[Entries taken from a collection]

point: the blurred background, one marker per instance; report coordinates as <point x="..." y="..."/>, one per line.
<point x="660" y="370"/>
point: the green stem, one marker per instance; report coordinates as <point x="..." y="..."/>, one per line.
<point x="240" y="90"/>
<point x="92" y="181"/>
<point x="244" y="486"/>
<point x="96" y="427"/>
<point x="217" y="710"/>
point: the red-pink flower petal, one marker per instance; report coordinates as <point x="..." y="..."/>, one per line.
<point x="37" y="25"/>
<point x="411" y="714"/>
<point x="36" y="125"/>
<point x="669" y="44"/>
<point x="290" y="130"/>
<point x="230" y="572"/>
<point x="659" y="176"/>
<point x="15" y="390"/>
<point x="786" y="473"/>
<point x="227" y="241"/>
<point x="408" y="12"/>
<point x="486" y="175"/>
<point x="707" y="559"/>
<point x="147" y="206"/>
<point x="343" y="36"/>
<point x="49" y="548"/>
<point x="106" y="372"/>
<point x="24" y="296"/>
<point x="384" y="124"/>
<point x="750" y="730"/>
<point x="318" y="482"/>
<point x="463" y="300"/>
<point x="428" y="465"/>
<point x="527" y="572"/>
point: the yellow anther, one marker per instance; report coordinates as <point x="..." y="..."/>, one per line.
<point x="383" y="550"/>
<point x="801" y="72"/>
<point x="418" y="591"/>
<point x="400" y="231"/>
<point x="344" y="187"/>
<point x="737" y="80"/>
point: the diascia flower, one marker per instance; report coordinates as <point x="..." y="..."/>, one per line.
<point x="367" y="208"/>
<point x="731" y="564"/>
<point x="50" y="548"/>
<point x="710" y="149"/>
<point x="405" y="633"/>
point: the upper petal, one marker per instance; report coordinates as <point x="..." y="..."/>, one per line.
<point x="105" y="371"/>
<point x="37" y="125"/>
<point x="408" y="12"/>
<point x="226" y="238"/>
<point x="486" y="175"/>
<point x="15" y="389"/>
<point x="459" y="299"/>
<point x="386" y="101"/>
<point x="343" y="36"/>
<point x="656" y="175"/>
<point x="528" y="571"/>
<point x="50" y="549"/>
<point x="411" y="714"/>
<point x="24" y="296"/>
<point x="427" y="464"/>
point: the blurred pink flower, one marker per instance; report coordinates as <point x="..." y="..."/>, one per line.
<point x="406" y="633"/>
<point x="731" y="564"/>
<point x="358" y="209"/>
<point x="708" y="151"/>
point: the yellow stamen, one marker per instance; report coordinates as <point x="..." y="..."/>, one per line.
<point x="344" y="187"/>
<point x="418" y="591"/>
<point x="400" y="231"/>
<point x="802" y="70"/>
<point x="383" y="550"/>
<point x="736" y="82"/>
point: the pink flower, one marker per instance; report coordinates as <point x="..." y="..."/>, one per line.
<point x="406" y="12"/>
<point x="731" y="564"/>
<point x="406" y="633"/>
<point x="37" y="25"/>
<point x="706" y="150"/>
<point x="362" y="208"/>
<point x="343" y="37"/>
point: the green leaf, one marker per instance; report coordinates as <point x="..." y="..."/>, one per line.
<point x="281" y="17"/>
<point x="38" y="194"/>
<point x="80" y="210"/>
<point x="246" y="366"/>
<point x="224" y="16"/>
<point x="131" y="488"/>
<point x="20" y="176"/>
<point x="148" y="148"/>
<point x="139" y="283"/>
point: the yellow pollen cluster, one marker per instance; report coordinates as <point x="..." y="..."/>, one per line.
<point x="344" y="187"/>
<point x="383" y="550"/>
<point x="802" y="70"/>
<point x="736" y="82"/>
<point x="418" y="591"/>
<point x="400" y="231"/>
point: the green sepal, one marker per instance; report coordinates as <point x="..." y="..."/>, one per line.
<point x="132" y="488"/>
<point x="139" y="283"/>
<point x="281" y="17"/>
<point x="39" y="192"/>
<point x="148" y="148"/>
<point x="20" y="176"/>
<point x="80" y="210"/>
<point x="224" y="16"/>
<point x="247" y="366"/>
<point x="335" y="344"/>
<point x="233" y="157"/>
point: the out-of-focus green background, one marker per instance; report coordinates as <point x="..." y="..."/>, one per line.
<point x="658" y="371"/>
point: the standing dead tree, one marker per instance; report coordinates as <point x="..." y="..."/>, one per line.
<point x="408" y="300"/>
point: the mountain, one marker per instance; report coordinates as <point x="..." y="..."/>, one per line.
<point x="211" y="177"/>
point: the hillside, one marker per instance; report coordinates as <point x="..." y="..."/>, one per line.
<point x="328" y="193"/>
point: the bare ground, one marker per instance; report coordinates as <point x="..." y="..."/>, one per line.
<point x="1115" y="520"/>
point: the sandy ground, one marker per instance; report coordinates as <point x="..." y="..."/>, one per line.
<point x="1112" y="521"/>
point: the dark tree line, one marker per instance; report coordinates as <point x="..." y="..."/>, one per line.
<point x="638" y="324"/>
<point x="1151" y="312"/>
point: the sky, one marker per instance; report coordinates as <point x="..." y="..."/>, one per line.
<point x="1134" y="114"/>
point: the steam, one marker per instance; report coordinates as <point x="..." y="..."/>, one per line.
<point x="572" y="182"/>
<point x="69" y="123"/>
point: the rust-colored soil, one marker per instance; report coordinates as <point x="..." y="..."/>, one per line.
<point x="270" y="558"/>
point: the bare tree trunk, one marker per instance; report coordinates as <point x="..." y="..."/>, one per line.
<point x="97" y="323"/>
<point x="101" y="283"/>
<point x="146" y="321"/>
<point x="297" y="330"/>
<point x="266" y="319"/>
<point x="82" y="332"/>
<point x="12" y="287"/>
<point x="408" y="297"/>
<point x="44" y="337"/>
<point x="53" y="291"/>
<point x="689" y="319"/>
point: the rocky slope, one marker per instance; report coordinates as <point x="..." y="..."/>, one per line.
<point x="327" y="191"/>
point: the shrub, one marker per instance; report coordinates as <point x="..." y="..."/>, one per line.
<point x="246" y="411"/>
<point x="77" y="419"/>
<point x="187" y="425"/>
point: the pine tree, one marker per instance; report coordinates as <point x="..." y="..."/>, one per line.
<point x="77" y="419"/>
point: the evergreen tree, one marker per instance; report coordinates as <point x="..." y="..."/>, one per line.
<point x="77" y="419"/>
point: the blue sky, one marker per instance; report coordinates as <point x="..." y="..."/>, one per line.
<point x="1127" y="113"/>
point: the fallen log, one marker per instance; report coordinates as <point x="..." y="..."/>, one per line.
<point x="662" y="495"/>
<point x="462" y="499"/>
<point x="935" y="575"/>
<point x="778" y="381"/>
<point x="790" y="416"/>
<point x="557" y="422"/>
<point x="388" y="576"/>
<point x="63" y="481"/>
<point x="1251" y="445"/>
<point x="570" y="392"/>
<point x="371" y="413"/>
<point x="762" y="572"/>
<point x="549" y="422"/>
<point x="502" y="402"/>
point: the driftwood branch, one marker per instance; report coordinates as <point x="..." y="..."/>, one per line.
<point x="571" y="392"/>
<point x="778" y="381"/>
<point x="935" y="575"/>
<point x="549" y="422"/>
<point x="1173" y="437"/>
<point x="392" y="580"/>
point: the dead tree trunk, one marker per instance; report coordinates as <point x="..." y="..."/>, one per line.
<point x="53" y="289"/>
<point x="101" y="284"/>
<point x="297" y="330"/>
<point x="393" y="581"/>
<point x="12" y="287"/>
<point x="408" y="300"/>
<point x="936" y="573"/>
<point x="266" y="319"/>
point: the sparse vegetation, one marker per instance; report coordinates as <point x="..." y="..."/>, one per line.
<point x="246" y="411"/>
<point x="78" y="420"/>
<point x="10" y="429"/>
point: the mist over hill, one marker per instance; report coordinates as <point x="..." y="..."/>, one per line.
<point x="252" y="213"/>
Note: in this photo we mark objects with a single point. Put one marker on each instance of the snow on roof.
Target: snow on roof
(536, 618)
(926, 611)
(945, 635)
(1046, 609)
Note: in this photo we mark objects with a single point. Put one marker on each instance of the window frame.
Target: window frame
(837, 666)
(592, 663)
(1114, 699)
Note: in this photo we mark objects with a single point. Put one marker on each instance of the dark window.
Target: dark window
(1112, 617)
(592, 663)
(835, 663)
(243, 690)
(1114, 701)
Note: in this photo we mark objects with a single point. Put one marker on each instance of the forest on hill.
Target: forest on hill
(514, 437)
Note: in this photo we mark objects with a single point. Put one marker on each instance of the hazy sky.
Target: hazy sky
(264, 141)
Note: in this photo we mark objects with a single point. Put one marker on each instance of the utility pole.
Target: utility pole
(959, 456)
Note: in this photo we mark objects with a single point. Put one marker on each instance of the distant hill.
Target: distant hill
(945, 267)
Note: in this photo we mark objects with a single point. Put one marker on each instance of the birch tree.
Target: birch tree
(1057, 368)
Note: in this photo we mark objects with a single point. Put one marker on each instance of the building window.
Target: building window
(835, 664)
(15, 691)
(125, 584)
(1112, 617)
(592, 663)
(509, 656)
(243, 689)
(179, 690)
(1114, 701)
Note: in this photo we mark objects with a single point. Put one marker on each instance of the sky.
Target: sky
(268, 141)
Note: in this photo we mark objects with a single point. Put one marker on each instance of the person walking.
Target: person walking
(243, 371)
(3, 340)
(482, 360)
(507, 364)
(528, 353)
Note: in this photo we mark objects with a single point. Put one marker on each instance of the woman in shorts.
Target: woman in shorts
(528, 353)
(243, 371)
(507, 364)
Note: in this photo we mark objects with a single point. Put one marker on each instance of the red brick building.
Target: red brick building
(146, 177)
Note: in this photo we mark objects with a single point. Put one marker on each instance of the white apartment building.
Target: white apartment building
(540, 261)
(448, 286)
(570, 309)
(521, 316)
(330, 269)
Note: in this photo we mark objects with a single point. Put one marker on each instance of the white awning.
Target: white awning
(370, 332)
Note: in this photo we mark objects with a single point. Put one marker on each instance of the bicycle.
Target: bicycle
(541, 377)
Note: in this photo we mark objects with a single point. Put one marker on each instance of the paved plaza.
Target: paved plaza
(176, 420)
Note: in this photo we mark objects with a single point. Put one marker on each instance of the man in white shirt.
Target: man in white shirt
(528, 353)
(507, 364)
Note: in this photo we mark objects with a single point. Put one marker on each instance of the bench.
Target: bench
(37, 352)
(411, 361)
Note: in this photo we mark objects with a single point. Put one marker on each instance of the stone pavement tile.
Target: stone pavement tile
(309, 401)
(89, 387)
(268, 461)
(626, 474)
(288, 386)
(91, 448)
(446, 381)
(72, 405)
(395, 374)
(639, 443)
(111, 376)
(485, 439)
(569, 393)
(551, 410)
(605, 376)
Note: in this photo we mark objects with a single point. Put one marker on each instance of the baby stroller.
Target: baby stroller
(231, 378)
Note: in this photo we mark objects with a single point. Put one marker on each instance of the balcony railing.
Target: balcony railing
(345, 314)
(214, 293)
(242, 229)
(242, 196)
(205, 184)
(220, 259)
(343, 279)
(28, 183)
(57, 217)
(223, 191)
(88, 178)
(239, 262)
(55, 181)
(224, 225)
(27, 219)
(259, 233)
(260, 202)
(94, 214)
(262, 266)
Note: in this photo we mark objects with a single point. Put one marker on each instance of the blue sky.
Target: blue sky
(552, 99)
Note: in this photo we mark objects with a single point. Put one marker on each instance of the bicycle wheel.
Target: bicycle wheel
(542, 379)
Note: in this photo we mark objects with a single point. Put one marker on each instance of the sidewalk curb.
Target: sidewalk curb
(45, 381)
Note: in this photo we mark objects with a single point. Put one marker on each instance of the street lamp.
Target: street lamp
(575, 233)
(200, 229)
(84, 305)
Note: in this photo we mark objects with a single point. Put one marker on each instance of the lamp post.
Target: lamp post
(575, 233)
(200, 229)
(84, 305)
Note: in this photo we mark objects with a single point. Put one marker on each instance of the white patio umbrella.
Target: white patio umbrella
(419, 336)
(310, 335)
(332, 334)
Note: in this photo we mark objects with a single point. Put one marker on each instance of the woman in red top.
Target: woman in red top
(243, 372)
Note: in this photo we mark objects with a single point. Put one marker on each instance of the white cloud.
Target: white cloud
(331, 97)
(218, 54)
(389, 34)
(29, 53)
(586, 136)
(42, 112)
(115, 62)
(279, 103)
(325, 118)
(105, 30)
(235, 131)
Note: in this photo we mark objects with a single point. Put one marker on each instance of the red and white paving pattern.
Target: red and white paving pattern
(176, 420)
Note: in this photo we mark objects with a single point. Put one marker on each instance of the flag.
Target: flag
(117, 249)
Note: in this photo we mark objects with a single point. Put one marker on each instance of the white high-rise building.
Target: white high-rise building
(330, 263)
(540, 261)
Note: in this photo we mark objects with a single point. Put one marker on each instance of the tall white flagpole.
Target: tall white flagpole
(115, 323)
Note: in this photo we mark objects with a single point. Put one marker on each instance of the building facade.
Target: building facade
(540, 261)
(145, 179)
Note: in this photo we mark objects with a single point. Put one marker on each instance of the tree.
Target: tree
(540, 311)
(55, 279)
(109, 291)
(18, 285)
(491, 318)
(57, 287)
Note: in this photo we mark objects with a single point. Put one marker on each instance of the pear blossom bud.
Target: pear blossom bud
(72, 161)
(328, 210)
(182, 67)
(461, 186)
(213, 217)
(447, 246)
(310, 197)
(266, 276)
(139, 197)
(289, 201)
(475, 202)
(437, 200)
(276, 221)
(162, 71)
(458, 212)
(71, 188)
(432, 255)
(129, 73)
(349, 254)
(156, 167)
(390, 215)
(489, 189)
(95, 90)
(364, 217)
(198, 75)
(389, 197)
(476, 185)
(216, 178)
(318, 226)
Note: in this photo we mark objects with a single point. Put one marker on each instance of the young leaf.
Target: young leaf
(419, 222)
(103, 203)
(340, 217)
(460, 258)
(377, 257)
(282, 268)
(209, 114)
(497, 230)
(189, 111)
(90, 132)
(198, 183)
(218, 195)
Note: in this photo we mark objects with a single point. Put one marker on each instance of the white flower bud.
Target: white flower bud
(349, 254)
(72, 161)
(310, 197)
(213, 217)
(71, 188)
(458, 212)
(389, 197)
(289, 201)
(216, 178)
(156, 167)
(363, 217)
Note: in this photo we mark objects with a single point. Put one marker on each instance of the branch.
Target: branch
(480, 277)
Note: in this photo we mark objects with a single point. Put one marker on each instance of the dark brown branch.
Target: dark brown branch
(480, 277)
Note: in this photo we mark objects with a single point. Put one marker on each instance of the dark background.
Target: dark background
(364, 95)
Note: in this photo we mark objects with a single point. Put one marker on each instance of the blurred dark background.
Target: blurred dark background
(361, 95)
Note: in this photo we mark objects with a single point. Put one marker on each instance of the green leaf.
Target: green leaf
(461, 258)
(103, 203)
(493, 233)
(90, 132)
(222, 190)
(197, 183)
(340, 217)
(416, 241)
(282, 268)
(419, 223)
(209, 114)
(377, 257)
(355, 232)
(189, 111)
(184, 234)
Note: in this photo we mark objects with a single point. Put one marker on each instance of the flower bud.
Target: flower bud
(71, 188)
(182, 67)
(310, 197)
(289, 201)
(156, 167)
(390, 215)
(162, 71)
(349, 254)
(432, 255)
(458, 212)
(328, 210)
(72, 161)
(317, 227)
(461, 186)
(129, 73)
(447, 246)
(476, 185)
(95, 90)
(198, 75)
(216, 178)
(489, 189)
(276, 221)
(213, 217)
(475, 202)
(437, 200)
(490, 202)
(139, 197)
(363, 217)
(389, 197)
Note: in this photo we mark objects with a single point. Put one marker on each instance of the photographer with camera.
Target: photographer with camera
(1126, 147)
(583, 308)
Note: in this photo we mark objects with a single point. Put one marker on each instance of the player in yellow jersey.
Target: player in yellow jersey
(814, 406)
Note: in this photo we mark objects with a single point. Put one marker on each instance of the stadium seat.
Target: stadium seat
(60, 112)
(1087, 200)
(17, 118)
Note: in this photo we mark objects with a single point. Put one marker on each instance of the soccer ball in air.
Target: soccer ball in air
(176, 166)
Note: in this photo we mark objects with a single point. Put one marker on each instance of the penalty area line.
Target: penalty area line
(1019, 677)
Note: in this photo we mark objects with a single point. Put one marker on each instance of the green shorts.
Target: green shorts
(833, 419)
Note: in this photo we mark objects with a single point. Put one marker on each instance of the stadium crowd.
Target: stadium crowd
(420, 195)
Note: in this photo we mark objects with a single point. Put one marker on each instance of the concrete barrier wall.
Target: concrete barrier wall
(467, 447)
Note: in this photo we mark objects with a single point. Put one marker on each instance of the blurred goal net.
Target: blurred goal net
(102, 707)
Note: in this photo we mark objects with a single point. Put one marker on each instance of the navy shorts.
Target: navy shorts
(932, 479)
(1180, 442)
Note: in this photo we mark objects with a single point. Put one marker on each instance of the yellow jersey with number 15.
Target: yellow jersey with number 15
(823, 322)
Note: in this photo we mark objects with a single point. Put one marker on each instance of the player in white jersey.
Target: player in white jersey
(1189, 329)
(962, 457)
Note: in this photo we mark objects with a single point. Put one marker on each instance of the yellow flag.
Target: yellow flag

= Brief =
Repeat exactly the lines above, starting with the line that contains "the stadium crowd." and ending with the last line, both included, and nothing else.

= Right answer =
Note: in this photo we mark objects with a single point. Put one marker on each instance of the stadium crowd.
Target: stadium crowd
(420, 195)
Note: in this photo we mark objects with a single point. Put one marker on each instance of the concrete barrier wall.
Target: concrete barrier wall
(467, 447)
Note: in this photo we mark objects with a single point. Put one marker on each instance of the blurred goal net.
Target: blurred goal net
(102, 707)
Note: in this photo we mark objects with a single point. Put one marker on each instance of the navy shorts.
Target: navy shorts
(932, 479)
(1180, 442)
Note: in this photo we mark objects with a single point. Put one marker on each instance of the yellow jersey with number 15.
Target: yellow jersey with number 15
(823, 322)
Note: in this photo we mark objects with a single point. Put one marker on each instance of the player in white jersey.
Target: player in white jersey
(1189, 329)
(962, 457)
Note: in this photo we mark objects with a single point. Put one marker on each instance of the yellow flag.
Target: yellow flag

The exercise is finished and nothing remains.